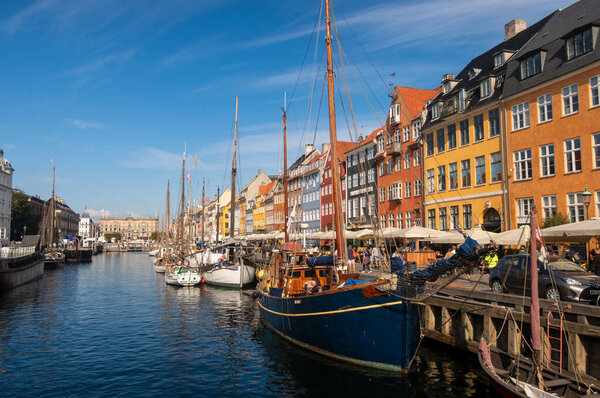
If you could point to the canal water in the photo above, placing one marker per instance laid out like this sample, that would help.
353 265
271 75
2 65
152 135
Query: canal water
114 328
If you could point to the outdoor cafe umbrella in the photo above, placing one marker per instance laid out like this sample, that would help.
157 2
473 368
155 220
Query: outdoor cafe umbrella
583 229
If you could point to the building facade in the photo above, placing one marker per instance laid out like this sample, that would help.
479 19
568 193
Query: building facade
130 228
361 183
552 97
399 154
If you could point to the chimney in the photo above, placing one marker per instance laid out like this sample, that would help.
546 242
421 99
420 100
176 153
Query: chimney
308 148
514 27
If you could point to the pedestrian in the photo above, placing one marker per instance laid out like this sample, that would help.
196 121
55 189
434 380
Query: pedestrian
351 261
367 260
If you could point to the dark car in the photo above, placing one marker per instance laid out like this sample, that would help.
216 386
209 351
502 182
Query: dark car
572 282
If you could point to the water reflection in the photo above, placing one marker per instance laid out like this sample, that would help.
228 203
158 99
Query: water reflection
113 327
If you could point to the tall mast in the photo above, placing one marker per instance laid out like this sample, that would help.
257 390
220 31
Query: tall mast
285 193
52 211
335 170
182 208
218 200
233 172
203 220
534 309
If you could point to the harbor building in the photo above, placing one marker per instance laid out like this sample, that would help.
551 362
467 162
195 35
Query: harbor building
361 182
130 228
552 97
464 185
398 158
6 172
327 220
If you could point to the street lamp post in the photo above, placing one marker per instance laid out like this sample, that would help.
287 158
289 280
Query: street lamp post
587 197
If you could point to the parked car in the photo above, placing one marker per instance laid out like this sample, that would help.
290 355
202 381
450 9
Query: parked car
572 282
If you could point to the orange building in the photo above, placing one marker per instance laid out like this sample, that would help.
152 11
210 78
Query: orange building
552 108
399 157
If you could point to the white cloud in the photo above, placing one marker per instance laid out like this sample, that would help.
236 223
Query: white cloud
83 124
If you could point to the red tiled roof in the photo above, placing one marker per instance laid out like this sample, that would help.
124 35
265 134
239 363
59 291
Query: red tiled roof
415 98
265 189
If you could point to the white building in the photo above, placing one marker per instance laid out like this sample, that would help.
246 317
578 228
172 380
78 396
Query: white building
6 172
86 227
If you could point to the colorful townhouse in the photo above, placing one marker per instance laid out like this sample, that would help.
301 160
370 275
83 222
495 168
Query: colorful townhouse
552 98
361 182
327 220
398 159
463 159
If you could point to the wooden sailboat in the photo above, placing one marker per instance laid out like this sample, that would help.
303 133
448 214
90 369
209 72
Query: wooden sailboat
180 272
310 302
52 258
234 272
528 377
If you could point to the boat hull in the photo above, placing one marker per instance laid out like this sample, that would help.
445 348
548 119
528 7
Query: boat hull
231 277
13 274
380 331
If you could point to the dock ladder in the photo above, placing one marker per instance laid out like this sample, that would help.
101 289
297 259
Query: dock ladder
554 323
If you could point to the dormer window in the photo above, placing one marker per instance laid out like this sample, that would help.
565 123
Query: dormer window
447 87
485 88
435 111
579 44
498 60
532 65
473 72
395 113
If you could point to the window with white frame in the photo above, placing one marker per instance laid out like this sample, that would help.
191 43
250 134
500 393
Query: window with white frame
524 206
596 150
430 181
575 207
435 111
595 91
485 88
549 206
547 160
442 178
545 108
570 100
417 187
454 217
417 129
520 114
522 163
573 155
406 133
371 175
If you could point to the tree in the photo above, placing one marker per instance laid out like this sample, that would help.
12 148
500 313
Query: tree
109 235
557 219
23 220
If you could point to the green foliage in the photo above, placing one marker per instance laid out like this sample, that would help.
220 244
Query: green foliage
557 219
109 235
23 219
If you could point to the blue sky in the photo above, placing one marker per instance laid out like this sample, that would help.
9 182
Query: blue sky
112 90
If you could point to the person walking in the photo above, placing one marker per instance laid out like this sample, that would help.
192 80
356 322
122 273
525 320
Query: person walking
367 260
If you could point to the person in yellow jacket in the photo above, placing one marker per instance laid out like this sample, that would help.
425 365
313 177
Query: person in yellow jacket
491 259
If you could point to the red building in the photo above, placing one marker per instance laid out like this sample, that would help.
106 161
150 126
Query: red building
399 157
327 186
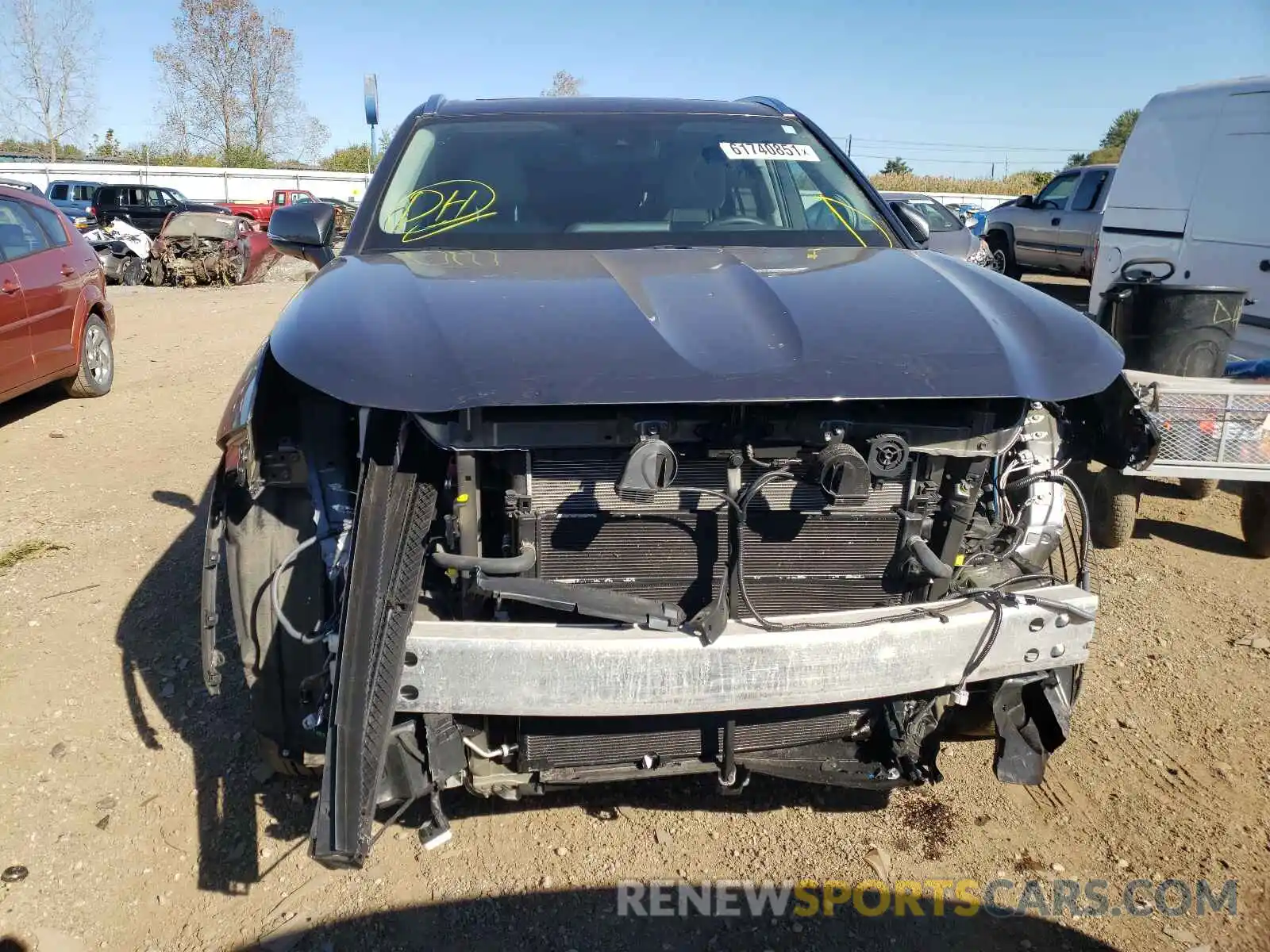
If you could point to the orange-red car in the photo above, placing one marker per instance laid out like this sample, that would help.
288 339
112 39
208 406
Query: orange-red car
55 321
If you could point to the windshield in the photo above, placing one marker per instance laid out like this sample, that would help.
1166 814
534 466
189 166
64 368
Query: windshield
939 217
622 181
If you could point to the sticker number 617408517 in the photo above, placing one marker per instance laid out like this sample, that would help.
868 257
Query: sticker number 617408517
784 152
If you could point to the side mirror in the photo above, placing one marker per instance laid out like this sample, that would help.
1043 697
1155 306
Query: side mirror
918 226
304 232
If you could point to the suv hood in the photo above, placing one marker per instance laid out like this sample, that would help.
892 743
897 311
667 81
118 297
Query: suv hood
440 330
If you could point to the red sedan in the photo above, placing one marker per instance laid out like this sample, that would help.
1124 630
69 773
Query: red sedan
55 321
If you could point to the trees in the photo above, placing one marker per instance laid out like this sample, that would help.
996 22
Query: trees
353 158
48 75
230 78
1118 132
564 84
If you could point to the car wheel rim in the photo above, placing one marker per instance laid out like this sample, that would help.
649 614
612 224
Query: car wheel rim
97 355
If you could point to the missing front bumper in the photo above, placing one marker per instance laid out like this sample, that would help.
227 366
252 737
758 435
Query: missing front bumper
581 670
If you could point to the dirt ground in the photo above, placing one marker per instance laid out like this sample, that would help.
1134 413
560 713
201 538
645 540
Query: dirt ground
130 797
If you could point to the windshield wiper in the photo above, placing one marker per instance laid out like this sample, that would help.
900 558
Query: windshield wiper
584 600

-*-*-

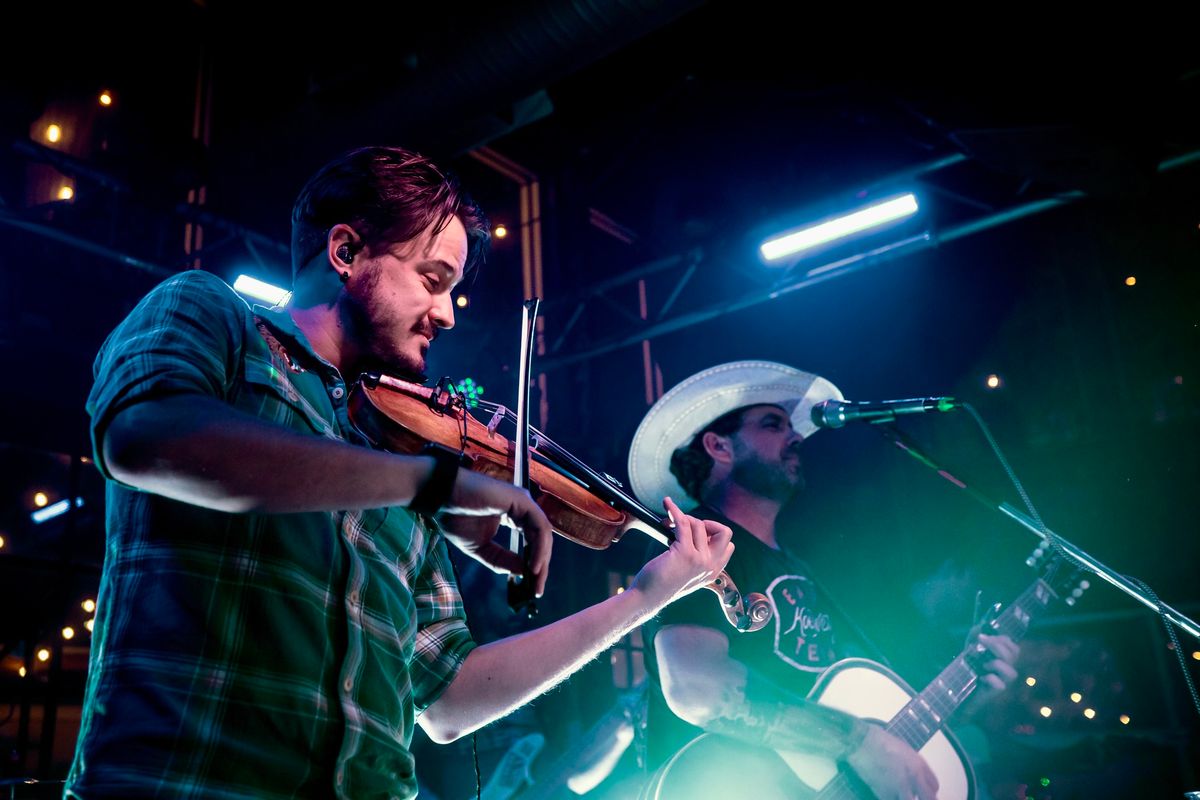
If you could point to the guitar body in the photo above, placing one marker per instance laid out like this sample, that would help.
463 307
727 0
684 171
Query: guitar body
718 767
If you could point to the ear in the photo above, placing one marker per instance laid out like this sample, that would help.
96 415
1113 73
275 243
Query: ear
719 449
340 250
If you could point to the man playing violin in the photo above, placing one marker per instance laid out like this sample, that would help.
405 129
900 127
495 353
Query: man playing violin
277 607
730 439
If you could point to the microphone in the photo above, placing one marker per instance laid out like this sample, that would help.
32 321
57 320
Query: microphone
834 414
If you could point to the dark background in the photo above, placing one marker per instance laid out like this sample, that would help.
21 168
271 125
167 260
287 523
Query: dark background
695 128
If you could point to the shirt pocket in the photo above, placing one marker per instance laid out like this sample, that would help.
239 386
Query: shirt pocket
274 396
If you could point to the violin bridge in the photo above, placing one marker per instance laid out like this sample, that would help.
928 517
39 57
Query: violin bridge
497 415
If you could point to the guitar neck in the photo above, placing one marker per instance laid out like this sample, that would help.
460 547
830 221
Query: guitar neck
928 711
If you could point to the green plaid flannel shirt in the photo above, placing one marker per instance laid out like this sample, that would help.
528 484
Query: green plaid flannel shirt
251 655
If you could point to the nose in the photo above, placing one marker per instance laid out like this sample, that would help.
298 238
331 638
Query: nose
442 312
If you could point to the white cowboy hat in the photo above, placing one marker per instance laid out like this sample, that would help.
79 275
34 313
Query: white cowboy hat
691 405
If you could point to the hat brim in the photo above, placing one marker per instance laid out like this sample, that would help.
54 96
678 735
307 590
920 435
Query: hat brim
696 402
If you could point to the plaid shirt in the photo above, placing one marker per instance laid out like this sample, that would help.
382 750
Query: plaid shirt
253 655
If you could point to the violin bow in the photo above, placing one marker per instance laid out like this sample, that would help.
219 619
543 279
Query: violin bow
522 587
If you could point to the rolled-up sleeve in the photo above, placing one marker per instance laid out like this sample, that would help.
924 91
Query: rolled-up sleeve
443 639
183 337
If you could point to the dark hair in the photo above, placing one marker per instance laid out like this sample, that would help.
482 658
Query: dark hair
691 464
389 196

-*-*-

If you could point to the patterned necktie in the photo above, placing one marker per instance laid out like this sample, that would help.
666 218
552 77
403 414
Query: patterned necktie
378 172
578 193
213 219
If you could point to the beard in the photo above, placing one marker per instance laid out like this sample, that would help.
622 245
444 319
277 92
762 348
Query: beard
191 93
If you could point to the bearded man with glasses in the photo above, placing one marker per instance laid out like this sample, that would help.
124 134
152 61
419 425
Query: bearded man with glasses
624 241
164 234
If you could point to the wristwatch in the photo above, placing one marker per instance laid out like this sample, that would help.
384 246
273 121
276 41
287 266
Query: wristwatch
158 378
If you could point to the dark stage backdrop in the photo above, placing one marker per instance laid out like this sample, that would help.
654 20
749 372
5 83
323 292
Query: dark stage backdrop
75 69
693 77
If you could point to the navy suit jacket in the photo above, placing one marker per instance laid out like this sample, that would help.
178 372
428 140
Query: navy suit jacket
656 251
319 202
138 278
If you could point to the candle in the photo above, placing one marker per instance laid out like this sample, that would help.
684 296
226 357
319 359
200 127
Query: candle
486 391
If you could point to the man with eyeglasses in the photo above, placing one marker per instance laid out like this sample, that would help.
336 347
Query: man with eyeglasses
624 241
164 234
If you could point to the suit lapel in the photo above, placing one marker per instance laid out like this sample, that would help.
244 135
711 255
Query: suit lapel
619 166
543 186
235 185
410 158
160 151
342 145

-*-*-

Exercise: Beginning with the line containing "If you could point to the canal" in the material above, copy every line exactly until you have copied the line containing "If you could point to the water".

Expected answer:
If you could point to the canal water in the photo above, placing one marker per instance laid out like this sample, that would help.
353 265
271 75
2 65
152 135
Query: canal water
114 328
If you could point to the outdoor cafe umbrella in the photo above, placing one marker per instance laid out like this sample, that would help.
157 2
473 368
155 220
Query: outdoor cafe umbrella
583 229
If you could point to the building facade in the photo above, placing one marker per instance laid out like this sample, that would help.
479 19
568 193
Query: building facade
130 228
361 183
552 97
399 154
If you could point to the chimney in the photo above, placing one marker per instance laid out like this sample, that would help.
546 242
421 99
420 100
176 153
Query: chimney
308 148
514 27
If you could point to the pedestrian in the photo above, placing one marker per instance laid out like this sample, that would help.
196 121
55 189
434 380
Query: pedestrian
351 261
367 260
If you could point to the dark car in the photo above, placing one marker per instance laid out like this sample, that would help.
216 386
209 351
502 182
Query: dark car
572 282
If you could point to the water reflection in the photo above, placing one marker per instance laid out like this sample, that would help.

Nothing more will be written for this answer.